-- AVAILABLE DATA follows --
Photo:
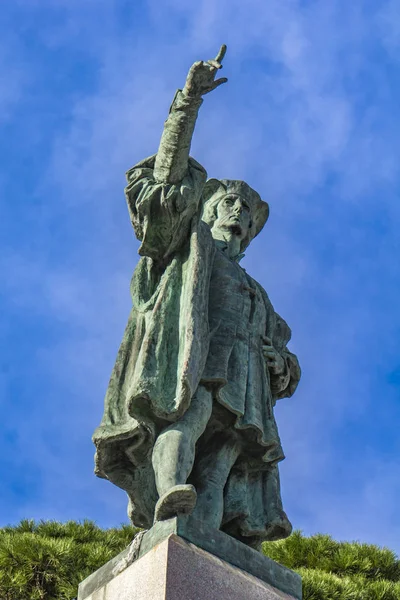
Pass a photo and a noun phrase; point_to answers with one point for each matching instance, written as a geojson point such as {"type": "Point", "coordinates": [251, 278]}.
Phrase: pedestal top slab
{"type": "Point", "coordinates": [220, 548]}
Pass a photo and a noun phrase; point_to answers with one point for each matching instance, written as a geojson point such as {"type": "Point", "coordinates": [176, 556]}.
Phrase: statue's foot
{"type": "Point", "coordinates": [279, 528]}
{"type": "Point", "coordinates": [179, 500]}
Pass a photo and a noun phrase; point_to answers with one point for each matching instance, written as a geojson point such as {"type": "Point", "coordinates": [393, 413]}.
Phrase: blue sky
{"type": "Point", "coordinates": [309, 118]}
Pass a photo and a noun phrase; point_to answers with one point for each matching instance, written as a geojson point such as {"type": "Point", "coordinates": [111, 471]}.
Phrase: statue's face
{"type": "Point", "coordinates": [234, 215]}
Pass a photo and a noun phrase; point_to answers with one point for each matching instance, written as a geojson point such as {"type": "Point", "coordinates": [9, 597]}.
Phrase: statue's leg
{"type": "Point", "coordinates": [211, 473]}
{"type": "Point", "coordinates": [278, 525]}
{"type": "Point", "coordinates": [173, 457]}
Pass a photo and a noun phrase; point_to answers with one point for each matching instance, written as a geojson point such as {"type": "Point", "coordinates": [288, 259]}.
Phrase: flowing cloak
{"type": "Point", "coordinates": [166, 342]}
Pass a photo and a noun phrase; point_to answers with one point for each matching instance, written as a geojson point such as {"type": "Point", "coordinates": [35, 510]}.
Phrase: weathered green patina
{"type": "Point", "coordinates": [189, 423]}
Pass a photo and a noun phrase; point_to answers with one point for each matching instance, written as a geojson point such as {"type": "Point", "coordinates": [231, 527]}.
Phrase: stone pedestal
{"type": "Point", "coordinates": [170, 567]}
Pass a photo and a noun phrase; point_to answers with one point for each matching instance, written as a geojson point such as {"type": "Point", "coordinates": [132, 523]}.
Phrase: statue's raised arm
{"type": "Point", "coordinates": [173, 154]}
{"type": "Point", "coordinates": [164, 191]}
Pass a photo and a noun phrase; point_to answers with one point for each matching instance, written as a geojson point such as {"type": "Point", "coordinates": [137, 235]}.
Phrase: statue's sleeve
{"type": "Point", "coordinates": [284, 384]}
{"type": "Point", "coordinates": [161, 213]}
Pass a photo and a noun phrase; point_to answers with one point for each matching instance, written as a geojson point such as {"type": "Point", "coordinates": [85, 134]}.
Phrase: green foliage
{"type": "Point", "coordinates": [47, 560]}
{"type": "Point", "coordinates": [339, 570]}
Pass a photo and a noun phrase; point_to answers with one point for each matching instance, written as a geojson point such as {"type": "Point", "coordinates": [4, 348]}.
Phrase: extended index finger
{"type": "Point", "coordinates": [221, 53]}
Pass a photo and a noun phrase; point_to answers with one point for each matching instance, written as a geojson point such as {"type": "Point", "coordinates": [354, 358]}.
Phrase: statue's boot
{"type": "Point", "coordinates": [179, 500]}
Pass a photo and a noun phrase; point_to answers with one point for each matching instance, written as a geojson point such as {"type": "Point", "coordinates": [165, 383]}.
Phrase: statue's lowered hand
{"type": "Point", "coordinates": [201, 77]}
{"type": "Point", "coordinates": [274, 360]}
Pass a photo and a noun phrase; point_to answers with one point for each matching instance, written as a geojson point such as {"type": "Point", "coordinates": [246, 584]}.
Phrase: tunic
-- AVAILABLE DATA concluded --
* **YOUR ASSIGNMENT**
The entries are to be written out in full and exactly, apart from the pictures.

* **EXERCISE SOLUTION**
Photo:
Pass a photo and a noun phrase; point_to answers with one point for each matching instance, written as a geojson point such as {"type": "Point", "coordinates": [251, 278]}.
Phrase: pedestal top slab
{"type": "Point", "coordinates": [220, 548]}
Pass a photo and a noun phrase; point_to answers with one point for each matching instance, written as a geojson point such as {"type": "Point", "coordinates": [176, 556]}.
Phrase: statue's foot
{"type": "Point", "coordinates": [279, 528]}
{"type": "Point", "coordinates": [179, 500]}
Pass a photo and a noun phrase; point_to answers with one point for each matching instance, written as a geojson point such as {"type": "Point", "coordinates": [393, 413]}.
Phrase: blue sky
{"type": "Point", "coordinates": [309, 118]}
Pass a photo and a noun phrase; point_to answers with one point for each matching instance, written as a geojson point such as {"type": "Point", "coordinates": [111, 471]}.
Phrase: statue's face
{"type": "Point", "coordinates": [234, 215]}
Pass a photo and a noun phrase; point_to answers with one point for each matching instance, written as a geojson point such as {"type": "Point", "coordinates": [9, 597]}.
Phrase: statue's leg
{"type": "Point", "coordinates": [211, 473]}
{"type": "Point", "coordinates": [278, 525]}
{"type": "Point", "coordinates": [173, 457]}
Pass a photo and a noun phrase; point_to answers with one point for each matching instance, written as a geojson point such as {"type": "Point", "coordinates": [288, 259]}.
Phrase: flowing cloak
{"type": "Point", "coordinates": [166, 342]}
Pass a photo and a noun phrase; point_to answers with one point for each matching instance, written as a geojson point such as {"type": "Point", "coordinates": [35, 510]}.
Phrase: weathered green patina
{"type": "Point", "coordinates": [189, 423]}
Pass a photo and a noun phrase; point_to answers with one point for each matching instance, written as a geojson point such as {"type": "Point", "coordinates": [231, 527]}.
Phrase: stone pedestal
{"type": "Point", "coordinates": [170, 567]}
Pass a photo and a noun phrase; point_to answers with one point for each matching instance, written as a geojson point such as {"type": "Point", "coordinates": [132, 523]}.
Phrase: statue's raised arm
{"type": "Point", "coordinates": [173, 154]}
{"type": "Point", "coordinates": [164, 191]}
Pass a photo and a noun phrase; point_to answers with one point for each matching instance, written as a geojson point such as {"type": "Point", "coordinates": [137, 235]}.
Phrase: statue's sleeve
{"type": "Point", "coordinates": [284, 384]}
{"type": "Point", "coordinates": [161, 213]}
Pass a photo and a noun phrase; point_to answers with one point for each matching instance, written as a geojson point such as {"type": "Point", "coordinates": [85, 134]}.
Phrase: green foliage
{"type": "Point", "coordinates": [47, 560]}
{"type": "Point", "coordinates": [339, 570]}
Pass a photo and a noun phrase; point_to answers with one point for each matching instance, written as a geojson point such as {"type": "Point", "coordinates": [4, 348]}.
Phrase: extended index finger
{"type": "Point", "coordinates": [221, 53]}
Pass a photo and a noun phrase; point_to answers with one point for each matching instance, written as a geojson point such as {"type": "Point", "coordinates": [354, 358]}.
Phrase: statue's boot
{"type": "Point", "coordinates": [179, 500]}
Pass a photo and a noun phrase; point_to answers with one point for each matching instance, written as a geojson point such as {"type": "Point", "coordinates": [165, 383]}.
Phrase: statue's lowered hand
{"type": "Point", "coordinates": [201, 77]}
{"type": "Point", "coordinates": [274, 360]}
Pass a photo and a noun phrase; point_to answers with one point for each matching instance, written as a geojson point such as {"type": "Point", "coordinates": [246, 584]}.
Phrase: tunic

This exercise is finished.